:: TASK DETAILS ::
Your reply should consist of the entries, copied exactly and stripped of images.

::: INFORMATION

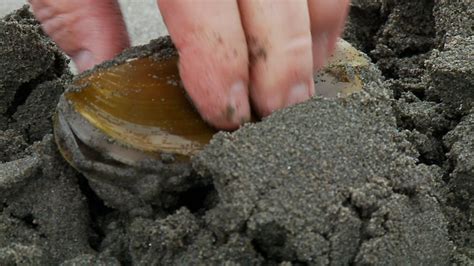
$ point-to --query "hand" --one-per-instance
(233, 53)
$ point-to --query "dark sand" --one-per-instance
(383, 177)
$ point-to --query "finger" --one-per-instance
(327, 22)
(279, 41)
(89, 31)
(213, 57)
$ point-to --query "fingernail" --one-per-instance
(320, 56)
(299, 93)
(238, 111)
(84, 60)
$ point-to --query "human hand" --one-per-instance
(233, 53)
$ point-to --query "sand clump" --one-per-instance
(382, 177)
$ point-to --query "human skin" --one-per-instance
(235, 55)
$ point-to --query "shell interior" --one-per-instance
(142, 106)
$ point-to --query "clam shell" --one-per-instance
(130, 118)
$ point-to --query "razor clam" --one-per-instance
(128, 122)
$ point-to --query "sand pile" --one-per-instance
(384, 176)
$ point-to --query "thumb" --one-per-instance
(89, 31)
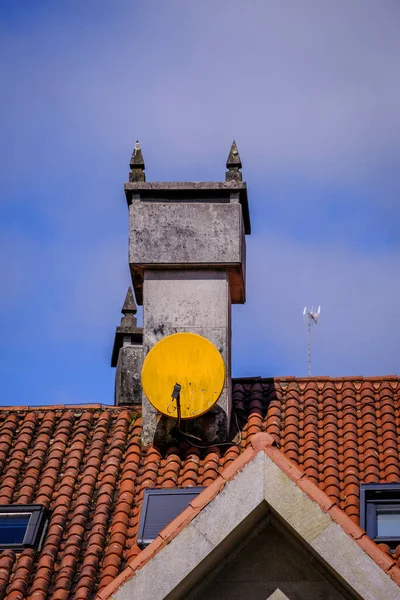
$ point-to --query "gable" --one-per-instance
(270, 564)
(192, 546)
(87, 465)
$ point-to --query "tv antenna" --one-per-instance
(312, 319)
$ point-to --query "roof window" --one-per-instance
(380, 512)
(22, 526)
(160, 507)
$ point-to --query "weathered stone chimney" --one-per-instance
(187, 261)
(127, 356)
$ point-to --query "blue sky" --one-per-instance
(311, 93)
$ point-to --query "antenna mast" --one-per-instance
(312, 318)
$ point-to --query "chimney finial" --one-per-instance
(129, 304)
(233, 164)
(137, 164)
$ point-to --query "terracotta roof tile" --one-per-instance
(87, 466)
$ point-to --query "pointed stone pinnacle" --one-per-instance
(137, 161)
(234, 161)
(129, 306)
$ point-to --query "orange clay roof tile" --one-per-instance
(86, 464)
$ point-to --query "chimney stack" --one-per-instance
(127, 356)
(187, 261)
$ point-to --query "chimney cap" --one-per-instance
(233, 160)
(137, 161)
(129, 306)
(137, 164)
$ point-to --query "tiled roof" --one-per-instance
(260, 443)
(87, 465)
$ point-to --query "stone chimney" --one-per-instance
(187, 260)
(127, 356)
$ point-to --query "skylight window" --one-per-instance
(380, 512)
(22, 526)
(160, 507)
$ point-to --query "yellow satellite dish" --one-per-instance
(194, 363)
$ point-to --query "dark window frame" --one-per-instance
(35, 528)
(143, 541)
(372, 497)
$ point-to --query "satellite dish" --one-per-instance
(191, 361)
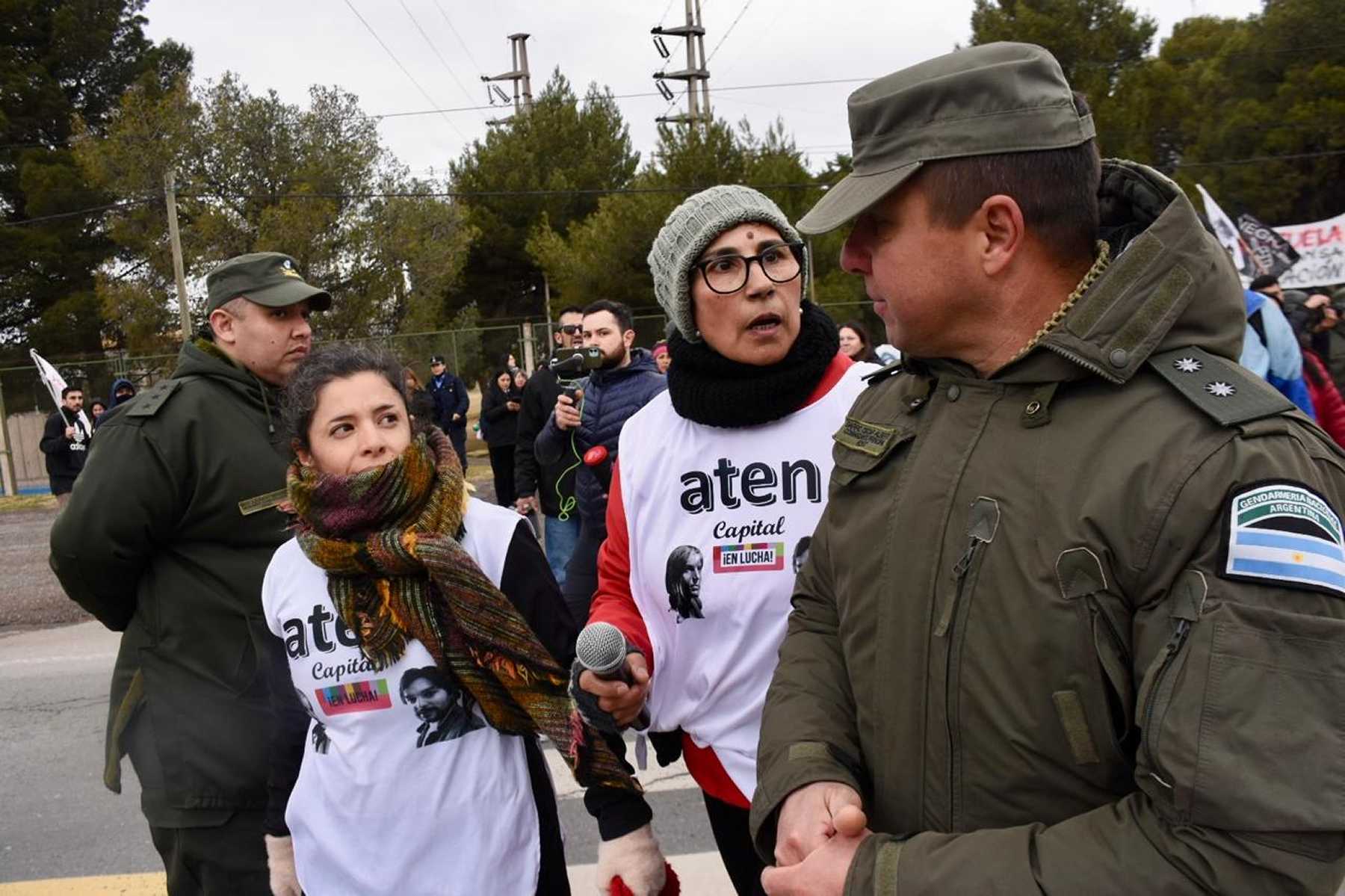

::::::

:: TASK ANSWER ::
$ point-to --query "hand" --one-per-instance
(233, 53)
$ point-to --query "dark sand" --one-per-instance
(383, 177)
$ point-to --query "finger" --one-per-instance
(327, 22)
(279, 41)
(89, 31)
(213, 57)
$ point-to --query "fingernail" --one-per-instance
(320, 56)
(299, 93)
(238, 111)
(84, 60)
$ point-to --query "human hand" --one-per-instance
(233, 53)
$ point-to --query "sand clump" --one-per-instance
(382, 177)
$ point-to --query "human skin" --one-per-instance
(235, 55)
$ point-to --query "shell interior" --one-per-instance
(142, 106)
$ point-to --query "clam shell" --one-per-instance
(130, 118)
$ point-to --query "razor clam" --one-per-instance
(128, 122)
$ point-to --query "sand pile" --one-per-instance
(384, 176)
$ point-to --query "thumb" --one-per-instance
(89, 31)
$ point-to --query "gable" --one-per-instance
(270, 564)
(192, 546)
(87, 465)
$ point-to --query "tv antenna" --one-per-instance
(312, 319)
$ point-to --query "roof window" --one-per-instance
(380, 512)
(22, 526)
(160, 507)
$ point-to --query "weathered stone chimney" --one-per-instance
(187, 261)
(127, 356)
$ point-to --query "blue sky" --one-per-instance
(311, 93)
$ point-to --query "antenna mast" --one-per-instance
(312, 318)
$ point-to --query "chimney finial" --one-per-instance
(129, 304)
(233, 164)
(137, 164)
$ point-to --query "terracotta roof tile" --one-per-instance
(87, 466)
$ point-to --query "pointed stone pinnacle" --one-per-instance
(137, 161)
(234, 161)
(129, 306)
$ point-to --query "orange clay roof tile" --one-per-instance
(86, 464)
$ point-to --query "chimney stack" --one-per-instance
(127, 356)
(187, 261)
$ point-to --query "chimney cap" --one-per-instance
(233, 160)
(137, 161)
(129, 306)
(137, 164)
$ point-to --query "tiled roof" --one-per-instance
(260, 443)
(87, 465)
$ point-to --query "stone chimney" --one-per-instance
(187, 260)
(127, 356)
$ point-to --query "skylight window" --one-per-instance
(380, 512)
(22, 526)
(160, 507)
$ point-to --query "yellow satellite dish" --one-per-instance
(194, 363)
$ point-to --query "dark window frame" --one-per-instance
(35, 528)
(143, 541)
(372, 497)
$ point-to --query "satellite dish" --one-per-instance
(191, 361)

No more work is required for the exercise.